#### AUFGABENSTELLUNG
An welchem Tag würdigte Bischof Hermann Glettler laut dem Textauszug über den Reimmichl-Kalender den Verfasser bei einer Jubiläumsfeier in Hall in Tirol?

── TEXTAUSZUG ──

Reimmichl-Kalender sorgt für Seelennahrung

Nach einem Gottesdienst mit Bischof Hermann in Heiligkreuz in Hall und einer Gräbersegnung wurde der 100. Reimmichl-Kalender vorgestellt.

Der Tiroler Priesterdichter Sebastian Rieger alias Reimmichl (1867-1953) hat u.a. mit seinem seit 100 Jahren bestehenden beliebten Volkskalender die kultur- und gesellschaftspolitische Landschaft Tirols über Jahrzehnte geprägt. Der Innsbrucker Bischof Hermann Glettler würdigte den Verfasser von "Seelennahrung" in Form von Erzählungen, Romanen und heiteren Geschichten am zweiten Adventsonntag bei einer Jubiläumsfeier in dessen Wirkungs- und Sterbeort Hall in Tirol. Auch heute gelte es "von der Schönheit und Zerbrechlichkeit des irdischen Lebens - und von der Sehnsucht nach einem ewigen" zu erzählen, so Glettler.

Seit dem erstmaligen Erscheinen des Reimmichl-Volkskalenders mögen sich zwar die gesellschaftlichen Strukturen und Prozesse verändert haben, "die Sehnsüchte der Menschen sind jedoch dieselben geblieben", sagte der Bischof in seiner Predigt: Er nannte die "Sehnsucht nach einem unzerstörbaren Sinn, nach unverwechselbarer Individualität und Identität, nach Freiheit, nach einem Obdach für die Seele sowie nach Heimat und Beziehung". Reimmichls Werk habe diese Sehnsüchte erfüllt, in dem er Menschen "weitsichtig, offen und neugierig" wahrnahm, ihnen ein ganz konkretes Gesicht gab und sie zu Protagonisten seiner Geschichten machte, so Glettler.

───
── BEREITGESTELLTES MATERIAL ──

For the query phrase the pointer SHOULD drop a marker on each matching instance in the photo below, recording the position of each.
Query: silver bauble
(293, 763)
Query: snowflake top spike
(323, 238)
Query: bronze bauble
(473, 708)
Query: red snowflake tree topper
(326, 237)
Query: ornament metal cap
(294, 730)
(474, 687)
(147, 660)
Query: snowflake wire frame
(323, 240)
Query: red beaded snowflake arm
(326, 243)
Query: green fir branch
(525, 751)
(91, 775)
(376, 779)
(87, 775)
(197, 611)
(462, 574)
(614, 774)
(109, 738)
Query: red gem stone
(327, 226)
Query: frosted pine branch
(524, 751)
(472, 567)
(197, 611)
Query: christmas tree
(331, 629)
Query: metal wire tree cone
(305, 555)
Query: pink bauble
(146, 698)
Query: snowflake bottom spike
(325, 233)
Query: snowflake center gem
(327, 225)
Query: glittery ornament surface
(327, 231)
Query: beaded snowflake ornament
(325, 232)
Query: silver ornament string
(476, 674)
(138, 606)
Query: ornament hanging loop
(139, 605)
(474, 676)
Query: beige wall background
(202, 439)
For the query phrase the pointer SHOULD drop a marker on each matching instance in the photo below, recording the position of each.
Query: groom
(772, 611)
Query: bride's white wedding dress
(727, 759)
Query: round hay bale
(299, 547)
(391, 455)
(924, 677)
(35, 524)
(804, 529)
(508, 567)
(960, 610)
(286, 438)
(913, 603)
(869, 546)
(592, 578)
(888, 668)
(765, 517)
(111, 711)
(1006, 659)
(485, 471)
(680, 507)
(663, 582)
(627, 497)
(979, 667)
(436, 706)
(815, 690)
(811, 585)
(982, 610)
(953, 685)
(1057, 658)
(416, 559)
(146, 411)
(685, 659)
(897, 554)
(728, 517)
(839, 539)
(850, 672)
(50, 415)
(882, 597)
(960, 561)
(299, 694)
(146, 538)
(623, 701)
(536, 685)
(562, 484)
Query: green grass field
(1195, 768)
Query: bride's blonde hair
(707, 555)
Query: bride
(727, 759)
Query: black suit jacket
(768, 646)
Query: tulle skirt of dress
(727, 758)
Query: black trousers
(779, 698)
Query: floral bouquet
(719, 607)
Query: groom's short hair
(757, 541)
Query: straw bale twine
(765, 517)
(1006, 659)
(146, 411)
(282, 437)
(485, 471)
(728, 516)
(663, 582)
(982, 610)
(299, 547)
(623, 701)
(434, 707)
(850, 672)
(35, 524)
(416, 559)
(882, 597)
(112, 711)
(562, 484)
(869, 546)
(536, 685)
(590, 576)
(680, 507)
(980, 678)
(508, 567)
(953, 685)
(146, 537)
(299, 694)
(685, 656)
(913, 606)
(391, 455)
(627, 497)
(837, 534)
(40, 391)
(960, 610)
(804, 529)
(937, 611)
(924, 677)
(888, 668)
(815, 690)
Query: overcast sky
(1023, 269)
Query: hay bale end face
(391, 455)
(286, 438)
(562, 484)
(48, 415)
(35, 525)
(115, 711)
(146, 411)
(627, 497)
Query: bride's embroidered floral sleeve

───

#### ANTWORT ZUR AUFGABE
Am zweiten Adventsonntag.